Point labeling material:
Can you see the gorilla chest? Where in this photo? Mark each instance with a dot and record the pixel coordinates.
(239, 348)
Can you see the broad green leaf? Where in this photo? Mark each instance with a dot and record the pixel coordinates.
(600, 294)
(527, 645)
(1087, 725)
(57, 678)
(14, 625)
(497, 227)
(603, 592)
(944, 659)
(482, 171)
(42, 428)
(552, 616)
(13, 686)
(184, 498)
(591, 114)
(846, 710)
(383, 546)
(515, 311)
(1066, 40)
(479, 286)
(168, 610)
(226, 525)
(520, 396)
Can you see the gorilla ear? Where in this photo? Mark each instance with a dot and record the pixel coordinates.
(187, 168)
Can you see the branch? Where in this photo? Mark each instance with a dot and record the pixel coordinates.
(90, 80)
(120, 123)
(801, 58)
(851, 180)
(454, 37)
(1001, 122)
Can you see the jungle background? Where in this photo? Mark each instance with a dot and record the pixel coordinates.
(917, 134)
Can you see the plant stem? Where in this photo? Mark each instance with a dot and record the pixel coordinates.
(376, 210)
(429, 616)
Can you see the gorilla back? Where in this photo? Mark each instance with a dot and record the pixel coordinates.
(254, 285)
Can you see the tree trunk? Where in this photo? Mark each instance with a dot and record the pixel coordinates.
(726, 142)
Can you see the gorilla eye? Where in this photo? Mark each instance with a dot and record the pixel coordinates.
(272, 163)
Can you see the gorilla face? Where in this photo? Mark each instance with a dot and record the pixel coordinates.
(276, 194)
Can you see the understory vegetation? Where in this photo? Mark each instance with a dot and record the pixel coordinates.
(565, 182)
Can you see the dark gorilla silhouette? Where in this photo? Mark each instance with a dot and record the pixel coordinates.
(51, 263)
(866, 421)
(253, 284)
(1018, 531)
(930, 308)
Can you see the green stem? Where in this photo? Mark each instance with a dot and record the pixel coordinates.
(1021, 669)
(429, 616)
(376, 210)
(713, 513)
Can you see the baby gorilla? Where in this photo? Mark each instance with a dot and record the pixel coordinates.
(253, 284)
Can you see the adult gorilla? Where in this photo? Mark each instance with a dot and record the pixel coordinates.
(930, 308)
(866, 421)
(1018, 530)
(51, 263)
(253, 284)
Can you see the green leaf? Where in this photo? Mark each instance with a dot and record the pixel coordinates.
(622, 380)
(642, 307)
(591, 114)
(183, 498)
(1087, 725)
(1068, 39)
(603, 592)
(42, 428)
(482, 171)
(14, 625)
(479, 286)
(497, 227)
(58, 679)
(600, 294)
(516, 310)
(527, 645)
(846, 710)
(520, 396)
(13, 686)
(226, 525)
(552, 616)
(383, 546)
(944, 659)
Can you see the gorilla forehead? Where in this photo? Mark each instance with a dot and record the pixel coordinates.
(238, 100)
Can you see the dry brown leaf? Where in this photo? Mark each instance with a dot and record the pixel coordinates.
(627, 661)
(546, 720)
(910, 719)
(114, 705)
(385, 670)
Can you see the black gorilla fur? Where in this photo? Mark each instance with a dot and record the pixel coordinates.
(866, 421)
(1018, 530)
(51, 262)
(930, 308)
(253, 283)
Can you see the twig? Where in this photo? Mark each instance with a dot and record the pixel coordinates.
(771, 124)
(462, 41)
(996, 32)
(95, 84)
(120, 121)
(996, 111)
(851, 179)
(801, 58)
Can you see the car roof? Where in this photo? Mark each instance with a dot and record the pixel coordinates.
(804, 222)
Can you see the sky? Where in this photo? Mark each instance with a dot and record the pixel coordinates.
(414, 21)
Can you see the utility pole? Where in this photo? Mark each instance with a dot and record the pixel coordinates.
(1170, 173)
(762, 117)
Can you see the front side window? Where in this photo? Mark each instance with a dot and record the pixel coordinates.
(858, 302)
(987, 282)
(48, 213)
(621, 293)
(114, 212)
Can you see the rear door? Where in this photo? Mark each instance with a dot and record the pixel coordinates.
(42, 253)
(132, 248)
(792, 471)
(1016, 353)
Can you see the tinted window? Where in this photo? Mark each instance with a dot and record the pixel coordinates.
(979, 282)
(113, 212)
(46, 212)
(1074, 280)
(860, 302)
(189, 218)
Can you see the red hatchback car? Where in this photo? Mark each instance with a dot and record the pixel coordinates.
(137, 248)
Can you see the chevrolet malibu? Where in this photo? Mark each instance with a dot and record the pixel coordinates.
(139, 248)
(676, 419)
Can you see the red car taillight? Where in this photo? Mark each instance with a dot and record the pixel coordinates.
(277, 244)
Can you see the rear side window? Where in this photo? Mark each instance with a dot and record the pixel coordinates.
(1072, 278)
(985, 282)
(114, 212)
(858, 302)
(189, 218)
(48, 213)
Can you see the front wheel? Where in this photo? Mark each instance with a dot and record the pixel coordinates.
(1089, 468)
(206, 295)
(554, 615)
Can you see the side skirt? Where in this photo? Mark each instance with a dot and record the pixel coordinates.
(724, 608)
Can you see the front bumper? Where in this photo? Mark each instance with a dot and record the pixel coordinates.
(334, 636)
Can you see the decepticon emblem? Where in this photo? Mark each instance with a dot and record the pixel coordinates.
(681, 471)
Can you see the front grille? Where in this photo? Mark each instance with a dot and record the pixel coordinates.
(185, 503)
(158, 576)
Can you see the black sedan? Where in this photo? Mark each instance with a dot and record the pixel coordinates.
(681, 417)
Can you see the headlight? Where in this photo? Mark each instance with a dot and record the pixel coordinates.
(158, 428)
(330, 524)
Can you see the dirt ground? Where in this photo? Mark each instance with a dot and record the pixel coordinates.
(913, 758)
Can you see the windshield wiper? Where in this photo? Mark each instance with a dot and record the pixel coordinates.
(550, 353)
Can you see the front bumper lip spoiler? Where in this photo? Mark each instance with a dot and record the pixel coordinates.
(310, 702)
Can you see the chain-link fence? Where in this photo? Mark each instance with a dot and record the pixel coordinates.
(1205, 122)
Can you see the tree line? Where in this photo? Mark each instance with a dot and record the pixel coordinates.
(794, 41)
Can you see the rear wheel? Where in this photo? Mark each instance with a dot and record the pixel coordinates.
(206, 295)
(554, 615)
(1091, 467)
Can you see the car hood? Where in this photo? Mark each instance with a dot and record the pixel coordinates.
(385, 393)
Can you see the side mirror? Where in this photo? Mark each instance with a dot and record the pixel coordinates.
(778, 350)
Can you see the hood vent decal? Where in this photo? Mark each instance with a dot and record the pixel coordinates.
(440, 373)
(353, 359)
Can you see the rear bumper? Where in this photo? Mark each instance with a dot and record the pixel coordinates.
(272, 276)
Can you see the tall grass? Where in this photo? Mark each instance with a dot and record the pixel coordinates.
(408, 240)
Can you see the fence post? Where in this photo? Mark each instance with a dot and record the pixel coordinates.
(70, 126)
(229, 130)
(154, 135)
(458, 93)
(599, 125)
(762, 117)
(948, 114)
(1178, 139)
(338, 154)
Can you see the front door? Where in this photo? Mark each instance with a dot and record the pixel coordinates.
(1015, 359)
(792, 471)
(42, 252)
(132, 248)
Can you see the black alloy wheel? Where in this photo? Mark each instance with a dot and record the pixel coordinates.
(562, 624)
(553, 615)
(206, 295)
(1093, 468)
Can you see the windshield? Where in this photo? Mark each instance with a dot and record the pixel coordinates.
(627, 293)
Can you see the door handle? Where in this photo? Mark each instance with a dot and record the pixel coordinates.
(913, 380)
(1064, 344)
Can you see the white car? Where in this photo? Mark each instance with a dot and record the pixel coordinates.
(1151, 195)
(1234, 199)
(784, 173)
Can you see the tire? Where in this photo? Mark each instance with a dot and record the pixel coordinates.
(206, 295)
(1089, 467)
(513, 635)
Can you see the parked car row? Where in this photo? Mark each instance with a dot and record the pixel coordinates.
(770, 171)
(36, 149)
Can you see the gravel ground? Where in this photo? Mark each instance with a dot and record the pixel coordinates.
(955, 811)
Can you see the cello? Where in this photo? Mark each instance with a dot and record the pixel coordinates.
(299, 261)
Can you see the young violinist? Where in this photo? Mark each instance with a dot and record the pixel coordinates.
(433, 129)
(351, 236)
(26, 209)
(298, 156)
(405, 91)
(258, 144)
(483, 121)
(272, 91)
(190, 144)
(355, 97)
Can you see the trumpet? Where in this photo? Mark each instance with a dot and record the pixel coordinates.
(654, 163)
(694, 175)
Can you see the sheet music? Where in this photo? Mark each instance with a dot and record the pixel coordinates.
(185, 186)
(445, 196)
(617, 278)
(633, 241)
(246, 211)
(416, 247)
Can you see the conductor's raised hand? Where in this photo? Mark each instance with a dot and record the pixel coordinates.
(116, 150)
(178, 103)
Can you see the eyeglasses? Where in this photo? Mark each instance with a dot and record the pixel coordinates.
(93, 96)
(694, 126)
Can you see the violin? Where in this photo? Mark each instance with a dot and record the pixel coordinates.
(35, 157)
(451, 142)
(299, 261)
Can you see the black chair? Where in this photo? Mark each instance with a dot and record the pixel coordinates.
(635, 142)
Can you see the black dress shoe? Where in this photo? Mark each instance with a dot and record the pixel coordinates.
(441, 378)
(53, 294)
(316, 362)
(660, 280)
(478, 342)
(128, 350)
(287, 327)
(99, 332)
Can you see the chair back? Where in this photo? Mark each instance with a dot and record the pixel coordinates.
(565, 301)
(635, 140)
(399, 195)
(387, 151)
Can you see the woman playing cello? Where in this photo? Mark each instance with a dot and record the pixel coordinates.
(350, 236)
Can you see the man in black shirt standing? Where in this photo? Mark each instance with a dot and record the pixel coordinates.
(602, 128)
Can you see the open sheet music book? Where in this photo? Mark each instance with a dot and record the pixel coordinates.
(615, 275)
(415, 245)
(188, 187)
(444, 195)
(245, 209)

Aim ▸
Render the material between the lines holding "Can you see the sky?" and "(1016, 353)", inclusive, as a numbered list, omitting any blank lines.

Complete output ▸
1. Can you see the sky? Where in this photo? Mark each instance with a dot and record the pixel coordinates.
2. (414, 21)
3. Can you see the utility pole? Where in this photo? Mark each instance with a dot and record the pixel coordinates.
4. (1170, 173)
5. (762, 117)
6. Can you see the front side window? Where in this photo? Mark each instance with a dot and record the pixel coordinates.
7. (858, 302)
8. (987, 282)
9. (48, 213)
10. (621, 293)
11. (114, 212)
12. Can you see the rear door? Where in this photo? Mark each instance with a dot and record the pixel coordinates.
13. (42, 253)
14. (132, 248)
15. (792, 471)
16. (1016, 353)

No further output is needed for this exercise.